Problem requirements –
Beginning with the line containing "iron balcony railing" and ending with the last line of the records, set down every line exactly.

─── Provided data

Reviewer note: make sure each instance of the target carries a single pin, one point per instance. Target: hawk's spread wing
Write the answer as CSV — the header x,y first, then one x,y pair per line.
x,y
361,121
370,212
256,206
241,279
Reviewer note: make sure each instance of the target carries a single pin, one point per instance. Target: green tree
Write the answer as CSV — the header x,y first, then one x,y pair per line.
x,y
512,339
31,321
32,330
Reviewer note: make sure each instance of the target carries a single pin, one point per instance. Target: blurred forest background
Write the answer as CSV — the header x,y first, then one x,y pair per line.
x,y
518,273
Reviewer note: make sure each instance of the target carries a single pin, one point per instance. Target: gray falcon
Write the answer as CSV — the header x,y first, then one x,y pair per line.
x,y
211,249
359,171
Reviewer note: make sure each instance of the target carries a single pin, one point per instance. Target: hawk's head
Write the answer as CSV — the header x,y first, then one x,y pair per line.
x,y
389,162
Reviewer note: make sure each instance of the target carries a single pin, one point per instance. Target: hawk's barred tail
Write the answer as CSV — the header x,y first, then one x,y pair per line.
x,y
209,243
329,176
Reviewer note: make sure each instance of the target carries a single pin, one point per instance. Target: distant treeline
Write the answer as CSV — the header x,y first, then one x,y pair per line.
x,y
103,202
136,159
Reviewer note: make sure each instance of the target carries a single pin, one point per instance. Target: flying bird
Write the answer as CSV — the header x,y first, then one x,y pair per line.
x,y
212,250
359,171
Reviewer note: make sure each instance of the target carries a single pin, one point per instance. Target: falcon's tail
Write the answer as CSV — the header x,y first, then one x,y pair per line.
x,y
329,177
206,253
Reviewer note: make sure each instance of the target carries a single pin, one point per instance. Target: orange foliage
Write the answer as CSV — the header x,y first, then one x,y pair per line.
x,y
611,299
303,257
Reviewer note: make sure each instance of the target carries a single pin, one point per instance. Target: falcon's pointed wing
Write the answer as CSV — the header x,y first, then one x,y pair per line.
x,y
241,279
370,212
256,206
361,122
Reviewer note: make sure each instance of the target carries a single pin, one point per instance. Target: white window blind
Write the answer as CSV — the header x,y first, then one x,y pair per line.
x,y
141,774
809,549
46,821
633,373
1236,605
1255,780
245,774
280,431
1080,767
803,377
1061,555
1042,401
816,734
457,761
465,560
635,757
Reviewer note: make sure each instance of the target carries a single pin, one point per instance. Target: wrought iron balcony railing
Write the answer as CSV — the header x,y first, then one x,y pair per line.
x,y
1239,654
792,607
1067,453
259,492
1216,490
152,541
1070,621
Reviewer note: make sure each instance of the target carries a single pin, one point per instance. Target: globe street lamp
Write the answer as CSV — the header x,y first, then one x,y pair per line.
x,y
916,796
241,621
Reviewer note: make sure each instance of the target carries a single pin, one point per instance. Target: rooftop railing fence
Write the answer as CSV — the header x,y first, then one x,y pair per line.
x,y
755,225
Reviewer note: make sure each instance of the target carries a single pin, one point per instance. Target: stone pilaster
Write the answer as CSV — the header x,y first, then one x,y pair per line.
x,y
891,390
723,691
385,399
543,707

──────

Answer to the exercise –
Reviewer note: make sure each instance of the target carries a single pin, one point per instance. Target: wrought iron balcony railing
Write the answer as CSV — the header x,y first, then one x,y pair per line.
x,y
1239,654
792,607
1067,453
259,492
1216,490
152,541
1070,621
Reviewer note: make sure each instance of the target carries a single pin, one point per instance. Target: globe street lamp
Write the answer as CSV — the header x,y first, then one x,y pair per line.
x,y
916,796
241,621
Reviewer note: make sure each instance of the target carries a single pin, one point per instance. Target: rooftop railing fence
Write the answer as CSV — the header x,y first, then one x,y pair per line.
x,y
755,225
Reviewer note: make sure each instance of the target carries a single pin, one point per instance. Target: stone pilaster
Write the answer as CSV — the header x,y first, then one x,y pair per line.
x,y
891,390
723,691
385,399
543,707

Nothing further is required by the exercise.